(Photo-based referring expression data)

________

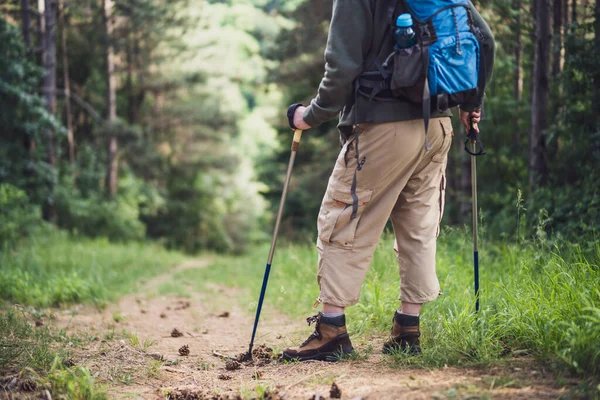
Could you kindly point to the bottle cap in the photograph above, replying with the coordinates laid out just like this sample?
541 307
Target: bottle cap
404 21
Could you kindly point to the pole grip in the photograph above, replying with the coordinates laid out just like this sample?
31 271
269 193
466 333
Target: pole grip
297 138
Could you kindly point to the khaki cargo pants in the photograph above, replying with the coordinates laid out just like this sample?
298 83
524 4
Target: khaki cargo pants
399 180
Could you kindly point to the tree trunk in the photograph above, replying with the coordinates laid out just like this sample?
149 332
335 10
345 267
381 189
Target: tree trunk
596 101
67 85
26 27
557 53
518 53
26 23
111 103
465 185
131 107
48 35
538 168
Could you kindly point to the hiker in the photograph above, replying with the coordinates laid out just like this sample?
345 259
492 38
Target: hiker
392 163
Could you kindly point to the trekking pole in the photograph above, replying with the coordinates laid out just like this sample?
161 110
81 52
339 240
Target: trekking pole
474 140
295 144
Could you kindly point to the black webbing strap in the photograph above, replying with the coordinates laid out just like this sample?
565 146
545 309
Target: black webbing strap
356 155
290 114
426 95
473 137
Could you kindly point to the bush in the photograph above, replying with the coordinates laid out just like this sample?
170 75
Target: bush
91 214
18 217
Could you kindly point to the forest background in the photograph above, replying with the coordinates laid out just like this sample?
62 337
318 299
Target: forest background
165 120
129 126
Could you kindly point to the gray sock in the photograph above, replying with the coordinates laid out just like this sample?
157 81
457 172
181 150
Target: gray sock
411 315
332 315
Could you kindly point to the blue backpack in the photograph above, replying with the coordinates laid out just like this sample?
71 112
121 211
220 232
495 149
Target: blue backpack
446 63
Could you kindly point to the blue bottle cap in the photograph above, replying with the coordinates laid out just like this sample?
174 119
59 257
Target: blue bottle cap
404 21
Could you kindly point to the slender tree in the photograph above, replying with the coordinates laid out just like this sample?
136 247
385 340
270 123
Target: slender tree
518 52
557 53
66 83
26 23
48 40
538 168
111 101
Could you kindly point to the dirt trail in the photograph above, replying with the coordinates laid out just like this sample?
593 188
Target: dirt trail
137 357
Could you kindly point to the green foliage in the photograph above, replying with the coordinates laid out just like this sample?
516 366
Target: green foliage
18 217
24 346
538 299
93 215
75 383
57 269
23 117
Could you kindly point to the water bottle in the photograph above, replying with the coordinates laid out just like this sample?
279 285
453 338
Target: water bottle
404 33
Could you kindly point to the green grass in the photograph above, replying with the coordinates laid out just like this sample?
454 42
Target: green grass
537 299
58 269
42 354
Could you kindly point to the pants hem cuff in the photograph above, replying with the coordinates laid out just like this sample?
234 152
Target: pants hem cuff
420 299
338 302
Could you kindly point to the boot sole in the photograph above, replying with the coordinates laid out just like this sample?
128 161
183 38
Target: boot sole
328 357
411 351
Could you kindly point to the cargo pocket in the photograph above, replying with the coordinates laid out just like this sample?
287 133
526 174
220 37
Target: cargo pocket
446 133
442 203
334 224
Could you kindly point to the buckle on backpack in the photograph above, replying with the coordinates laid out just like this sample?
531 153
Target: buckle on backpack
427 33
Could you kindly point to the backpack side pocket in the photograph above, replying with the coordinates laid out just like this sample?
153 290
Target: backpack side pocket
407 74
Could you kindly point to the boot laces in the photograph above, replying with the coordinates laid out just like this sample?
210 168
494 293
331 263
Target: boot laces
316 334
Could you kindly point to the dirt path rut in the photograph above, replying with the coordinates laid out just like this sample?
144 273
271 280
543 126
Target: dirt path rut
131 348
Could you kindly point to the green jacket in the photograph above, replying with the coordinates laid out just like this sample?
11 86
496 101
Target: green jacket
357 26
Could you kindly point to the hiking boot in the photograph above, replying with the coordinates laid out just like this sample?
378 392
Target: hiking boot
405 335
328 342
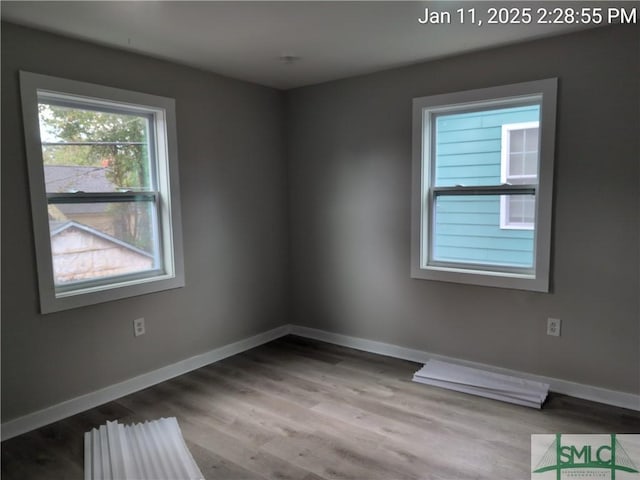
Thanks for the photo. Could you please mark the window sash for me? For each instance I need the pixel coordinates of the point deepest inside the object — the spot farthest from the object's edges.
(102, 197)
(505, 192)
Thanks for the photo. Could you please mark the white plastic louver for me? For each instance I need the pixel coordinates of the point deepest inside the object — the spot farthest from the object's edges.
(152, 450)
(485, 384)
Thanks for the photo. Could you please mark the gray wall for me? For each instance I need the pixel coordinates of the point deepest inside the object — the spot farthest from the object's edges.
(349, 175)
(232, 180)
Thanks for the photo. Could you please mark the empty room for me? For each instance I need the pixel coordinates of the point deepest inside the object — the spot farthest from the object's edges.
(315, 240)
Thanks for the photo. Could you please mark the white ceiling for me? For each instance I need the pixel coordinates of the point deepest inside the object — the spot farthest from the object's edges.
(245, 40)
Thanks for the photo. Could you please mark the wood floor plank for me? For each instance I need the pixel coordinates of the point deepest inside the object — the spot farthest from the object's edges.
(306, 410)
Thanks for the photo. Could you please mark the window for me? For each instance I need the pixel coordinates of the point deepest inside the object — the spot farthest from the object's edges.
(482, 186)
(519, 166)
(104, 191)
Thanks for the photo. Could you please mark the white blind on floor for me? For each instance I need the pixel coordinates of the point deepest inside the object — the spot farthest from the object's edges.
(152, 450)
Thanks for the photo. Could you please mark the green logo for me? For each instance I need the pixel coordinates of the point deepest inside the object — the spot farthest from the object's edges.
(584, 456)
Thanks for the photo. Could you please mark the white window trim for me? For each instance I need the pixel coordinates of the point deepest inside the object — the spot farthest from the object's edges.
(163, 110)
(423, 108)
(504, 166)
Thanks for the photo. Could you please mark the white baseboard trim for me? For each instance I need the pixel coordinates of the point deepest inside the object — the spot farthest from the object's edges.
(79, 404)
(587, 392)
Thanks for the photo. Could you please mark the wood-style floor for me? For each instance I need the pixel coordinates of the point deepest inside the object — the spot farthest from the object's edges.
(305, 410)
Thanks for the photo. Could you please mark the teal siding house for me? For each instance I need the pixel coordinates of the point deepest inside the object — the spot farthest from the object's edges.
(480, 149)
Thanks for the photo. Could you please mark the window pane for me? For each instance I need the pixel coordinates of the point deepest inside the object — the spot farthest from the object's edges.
(531, 163)
(92, 151)
(517, 141)
(91, 241)
(468, 146)
(521, 210)
(466, 230)
(531, 139)
(516, 164)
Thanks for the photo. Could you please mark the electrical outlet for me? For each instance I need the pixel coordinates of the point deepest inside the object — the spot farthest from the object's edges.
(553, 327)
(138, 327)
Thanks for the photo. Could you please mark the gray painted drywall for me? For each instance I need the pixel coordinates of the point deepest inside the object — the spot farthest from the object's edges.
(349, 178)
(232, 181)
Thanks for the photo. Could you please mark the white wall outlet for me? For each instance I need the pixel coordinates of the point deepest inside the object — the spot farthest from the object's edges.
(138, 327)
(553, 327)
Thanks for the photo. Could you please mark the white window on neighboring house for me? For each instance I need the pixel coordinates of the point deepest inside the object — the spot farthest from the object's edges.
(104, 189)
(519, 166)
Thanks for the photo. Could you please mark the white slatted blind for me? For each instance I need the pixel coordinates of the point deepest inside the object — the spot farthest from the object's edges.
(152, 450)
(482, 383)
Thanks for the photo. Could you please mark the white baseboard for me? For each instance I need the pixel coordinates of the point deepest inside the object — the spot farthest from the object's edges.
(587, 392)
(76, 405)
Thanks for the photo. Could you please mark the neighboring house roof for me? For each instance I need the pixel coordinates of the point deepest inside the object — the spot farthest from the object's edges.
(65, 178)
(57, 227)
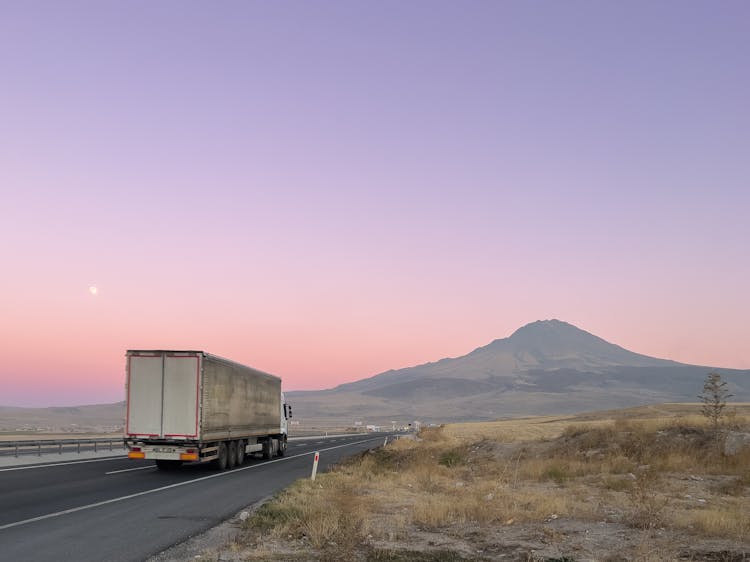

________

● **Brief**
Output each line of the records exactly. Any picture is skipped.

● **Task result**
Could you kindly point to the bottle cap in the photograph above, replying with the coordinates laid out just like this sample?
541 307
Target: bottle cap
404 21
Could you kindly point to the pole grip in the photograph above, replying with the coordinates laid out just like this sample?
31 271
269 193
466 333
Target: pole grip
297 138
Could you kindly point to the khaki cargo pants in the photograph above, replying with the coordinates laid out just like this sample?
298 83
524 4
Target: khaki cargo pants
399 180
Could you kindly point to the tree trunk in the photograph above, replying with the coordinates laid out just like this sample?
149 332
335 10
345 267
381 189
Target: tree trunk
596 101
67 85
26 27
557 53
518 53
26 23
111 103
465 185
131 107
48 35
538 168
Could you kindly point to the hiker in the photograph above, replying with the coordinates laid out just like this sample?
345 259
492 38
Target: hiker
392 163
Could you kindly point to the trekking pole in the photograph above, replying with the coordinates laid out just like this sample?
161 110
81 52
339 240
Target: trekking pole
474 140
295 144
Could you kindly point to the black webbing strap in the photograph above, replying with the coordinates laid out just like this sample?
565 146
545 309
Target: black webbing strap
356 155
290 114
426 95
473 137
Could you kindly point to the bush in the photograph above, replying with the coordinates laid out just like this sample?
170 75
Target: bush
91 214
18 217
Could you kindly point to the forest background in the photograph above, replying with the coordinates laid out just like this sample?
62 337
318 299
Target: forest background
165 120
129 126
Could you kindly point to the gray sock in the photograph above, replying with the coordinates laid out just like this sample?
157 81
457 172
181 150
Target: gray sock
411 315
332 315
Could you kindly point to the blue backpack in the photograph above, replying with the coordinates laid out just like this sample?
71 112
121 211
220 232
495 149
Target: blue backpack
446 63
Could you kindly point to the blue bottle cap in the photograph above, replying with the coordinates laid out just like this sample?
174 119
59 257
Target: blue bottle cap
404 21
Could you kindly point to the slender tree in the photograph above, replying with the coordinates laid out just like this sample?
136 247
385 340
270 123
Target: slender tree
518 52
557 53
66 83
26 23
48 40
538 168
111 101
Could you kindly point to the dirt trail in the photograph above, replying with the coordinates laid out just like this sample?
593 188
Target: dirt trail
137 357
Could you kindly point to the green foliage in the photograph above, replying with the coordinates laid out just like this sample?
516 366
Target: green foliage
18 217
24 346
538 299
93 215
75 383
57 269
23 117
Could you kindly point to the water bottle in the photograph above, replying with the coordinates laid out just like this sample?
279 285
453 338
Target: water bottle
404 33
Could you kindly point to the green grass in the photograph above, replying with the coordinates laid out just like this sample?
454 42
Target: green grass
537 299
58 269
42 354
Could you kindly point to the pants hem cuff in the photograph above, replying with the coordinates laid out just like this sample?
234 152
Target: pants hem cuff
420 299
338 302
Could you kindly point to the boot sole in the photograph above, replying with the coordinates laid out just like this sample?
128 161
183 38
Target: boot sole
328 357
411 351
Could you kindly point to the cargo pocket in the photograph above, replying with the coordinates laid out just like this sample?
287 133
526 174
220 37
Target: cargo pocket
446 133
442 203
334 224
Could you kindly point to the buckle on backpack in the photograph above, replying with the coordinates laid out just like this sample?
531 153
Target: buckle on backpack
427 33
Could you kindly point to the backpack side pocket in the photograph above, replying with the coordinates laid out just like this sample?
153 290
Target: backpack side pocket
407 74
Could you kindly point to the boot laces in the photograph above, replying with the coordinates laid out just like this sample?
210 168
494 293
331 263
Target: boot laces
316 334
Could you kindly point to the dirt path rut in the photograph above, replying with the coordinates laid out just like this sample?
144 273
271 280
543 126
Target: dirt path rut
131 348
Could you kindly point to the green jacket in the photograph above, replying with the coordinates laid out just like this sample?
11 86
496 101
Target: green jacket
357 26
Could you kindly point to the hiking boot in the photograph above, replying with the coordinates laid out just like this sample?
378 392
Target: hiking boot
405 335
328 342
Thanks for the photo. Could you please mark the window sash for me? For each instance I need the pixel coordinates of the point deepest inside the object — the spot farthest from the object's edges.
(102, 197)
(505, 192)
Thanks for the photo. Could you please mark the white plastic louver for me? For each instance I need the pixel coordinates of the point deepest inside the object — the spot farthest from the object's edges.
(152, 450)
(485, 384)
Thanks for the photo. Could you please mark the gray wall for me? For each instance I need the pixel coordinates of the point deepest inside the object — the spot farthest from the object's edges.
(349, 175)
(232, 180)
Thanks for the photo. Could you please mark the empty room for me? For each instance I need the pixel coordinates of the point deepest inside the object — the spot farthest from the object's edges.
(315, 240)
Thanks for the photo. Could you please mark the white ceiling for me? For each instance I need the pixel coordinates of the point deepest inside the object — the spot farthest from the object's edges.
(245, 40)
Thanks for the photo. Could you please mark the wood floor plank for me? For each instance I need the pixel coordinates of the point deepest inside the object — the spot farthest from the object's edges.
(306, 410)
Thanks for the photo. Could you please mark the window for me? For each instance I need the pixel coordinates of the point deepest inside the object — the spot farthest from the object's edges.
(482, 186)
(519, 166)
(104, 191)
Thanks for the photo. Could you please mark the white blind on floor for me? For each instance I need the pixel coordinates of the point deepest inside the object — the spot farthest from the object's edges.
(152, 450)
Thanks for the photo. Could you please mark the green logo for me? For each instance I need the pixel coordinates of the point deepest inside the object — the spot farthest from the object's edges.
(584, 456)
Thanks for the photo. Could you please mark the white window trim for me? For each instance I need the pixel coordinates of the point deepest inside the object — the spot farthest from the object's edges.
(163, 110)
(423, 108)
(504, 166)
Thanks for the photo. Could you please mark the white baseboard trim for me? For each instance I need the pixel coordinates of the point deepest inside the object — the spot farthest from the object's edges.
(79, 404)
(587, 392)
Thanks for the photo. Could you please mark the wood-style floor for me? For each instance I need the pixel coordinates of the point deepest inside the object — the spot farthest from the object's edges.
(305, 410)
Thanks for the photo. Could you please mark the teal siding house for me? For each instance I need the pixel coordinates of the point deepest inside the object — the spot farthest from the object's edges.
(480, 149)
Thanks for the photo. Could you please mark the window pane for me? For each instance I need the pixel coordinates of the point deepest inside the object — the spot farthest from the object's edges.
(531, 163)
(92, 151)
(517, 141)
(91, 241)
(468, 146)
(521, 210)
(466, 230)
(531, 139)
(516, 164)
Thanks for the photo. Could you please mark the electrical outlet for me? For each instance I need the pixel coordinates of the point deepest inside the object — the spot farthest from the object's edges.
(553, 327)
(138, 327)
Thanks for the photo. Could you please mark the gray painted drywall for me? For each instance I need the pixel coordinates of the point deepest inside the object — the spot farthest from the object's edges.
(349, 178)
(232, 181)
Thanks for the photo. Could you please mark the white wall outlet for me? For each instance I need the pixel coordinates of the point deepest inside the object — the spot farthest from the object's edges.
(138, 327)
(553, 327)
Thanks for the photo. Could you please mark the white window on neighboring house for me? For each instance I need the pixel coordinates of the point deepest inside the object — the spot farthest from the object's edges.
(104, 189)
(519, 166)
Thanks for the photo. Could you please mark the white slatted blind for me? For each instance I need the pixel coordinates of the point deepest inside the object — the spot farthest from the object's edges.
(152, 450)
(482, 383)
Thanks for the photo. Could you please mark the white baseboard for me? For each instance I need the pixel coordinates of the point deepest inside the object — the spot farthest from the object's edges.
(587, 392)
(76, 405)
Thanks for the photo. Could you please mark the neighboring house roof for me? For each instance I need the pixel coordinates of the point deepest inside the object — the spot farthest from the object's edges.
(65, 178)
(57, 227)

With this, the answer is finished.